### Document segment
■ ■ ■ ■ ■

Monday, July 5, 2010

The Beginning

The phone rang in my San Diego home, and on the other end was John Finn. "Hello Mark?", he said. "How are you doing?"


It had been eight years or more since I had spoken to him. We had worked together in herbicide discovery at American Cyanamid in Princeton, New Jersey. He had been a good collaborator with me. We had begun our careers in the early eighties and had experienced a special time by any measure as the Ag Division exploded in growth. When we arrived, the top selling product of the division was an organophosphate insecticide, terbuphos, with annual sales of around $90 million. Before the end of the 80's, the sales would measure in the hundreds of millions from fifteen new products, most significantly imidazolinone herbicides. We rode a veritable tsunami of commercial success, and the leadership ploughed some of the profits back into "ARD", the Ag Research Division.

■ ■ ■ ■ ■

### Supplied information

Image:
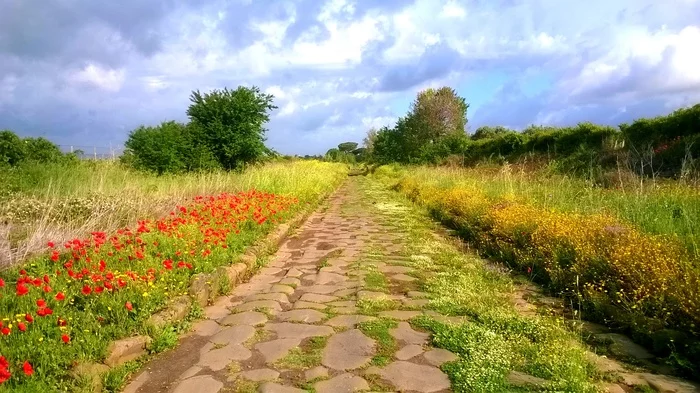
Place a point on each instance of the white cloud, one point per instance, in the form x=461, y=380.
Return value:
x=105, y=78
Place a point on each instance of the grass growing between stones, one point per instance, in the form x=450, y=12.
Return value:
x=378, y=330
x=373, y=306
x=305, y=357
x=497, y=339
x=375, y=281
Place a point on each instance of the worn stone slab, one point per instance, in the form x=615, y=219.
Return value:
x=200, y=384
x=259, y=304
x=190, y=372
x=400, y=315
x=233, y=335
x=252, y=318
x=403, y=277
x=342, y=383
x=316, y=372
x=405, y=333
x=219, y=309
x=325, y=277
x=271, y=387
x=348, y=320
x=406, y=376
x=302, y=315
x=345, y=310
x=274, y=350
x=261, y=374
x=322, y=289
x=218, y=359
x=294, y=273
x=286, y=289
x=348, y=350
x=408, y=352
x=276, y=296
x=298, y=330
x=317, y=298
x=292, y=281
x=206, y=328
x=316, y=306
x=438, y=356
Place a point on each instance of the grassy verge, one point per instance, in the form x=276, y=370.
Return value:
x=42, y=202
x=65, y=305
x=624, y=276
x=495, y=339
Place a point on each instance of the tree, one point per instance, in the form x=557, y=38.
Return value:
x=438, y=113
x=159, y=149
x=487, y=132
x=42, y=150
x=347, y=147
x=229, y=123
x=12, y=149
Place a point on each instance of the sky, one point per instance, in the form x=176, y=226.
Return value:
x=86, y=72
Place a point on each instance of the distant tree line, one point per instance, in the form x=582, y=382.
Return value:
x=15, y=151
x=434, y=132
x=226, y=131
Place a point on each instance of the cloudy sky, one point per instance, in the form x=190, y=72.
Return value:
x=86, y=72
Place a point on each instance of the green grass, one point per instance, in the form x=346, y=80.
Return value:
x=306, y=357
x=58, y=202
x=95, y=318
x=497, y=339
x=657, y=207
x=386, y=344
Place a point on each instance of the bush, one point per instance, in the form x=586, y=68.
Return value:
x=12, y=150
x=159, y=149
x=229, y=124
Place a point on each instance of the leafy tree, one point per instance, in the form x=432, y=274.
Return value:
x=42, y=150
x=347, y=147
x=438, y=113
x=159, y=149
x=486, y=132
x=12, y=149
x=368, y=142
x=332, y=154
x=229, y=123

■ ■ ■ ■ ■

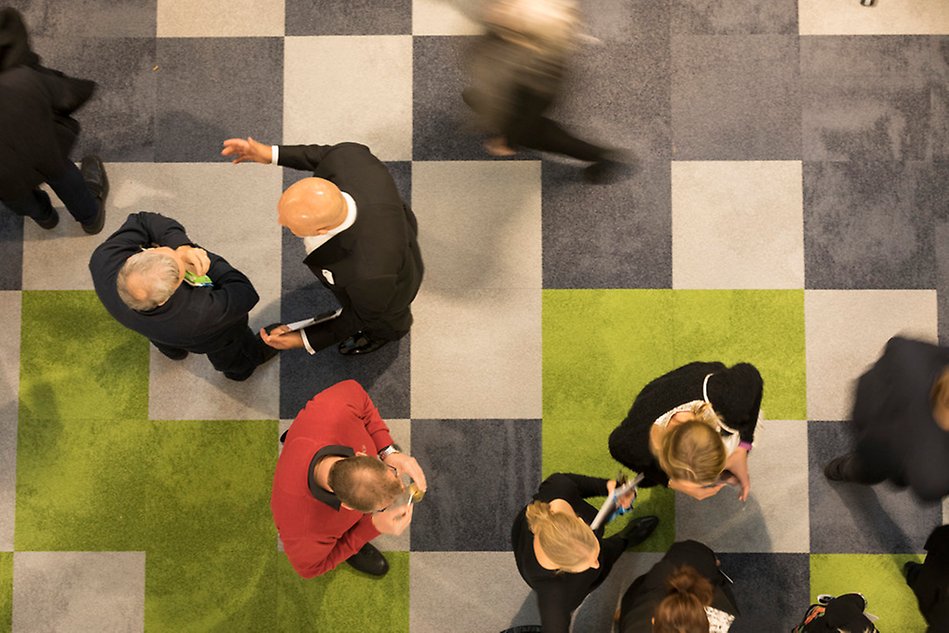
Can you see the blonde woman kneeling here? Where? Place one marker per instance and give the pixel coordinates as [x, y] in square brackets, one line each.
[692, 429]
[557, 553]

■ ■ ■ ■ ■

### Parts of the exercise
**a)** In the blog entry, what was the Ag Division's top-selling product when the writer arrived?
**b)** Transcribe part of the blog entry, beginning at the words "The Beginning" and stopping after "Ag Research Division.".

### Solutions to each task
**a)** Terbuphos, an organophosphate insecticide.

**b)**
The Beginning

The phone rang in my San Diego home, and on the other end was John Finn. "Hello Mark?", he said. "How are you doing?"


It had been eight years or more since I had spoken to him. We had worked together in herbicide discovery at American Cyanamid in Princeton, New Jersey. He had been a good collaborator with me. We had begun our careers in the early eighties and had experienced a special time by any measure as the Ag Division exploded in growth. When we arrived, the top selling product of the division was an organophosphate insecticide, terbuphos, with annual sales of around $90 million. Before the end of the 80's, the sales would measure in the hundreds of millions from fifteen new products, most significantly imidazolinone herbicides. We rode a veritable tsunami of commercial success, and the leadership ploughed some of the profits back into "ARD", the Ag Research Division.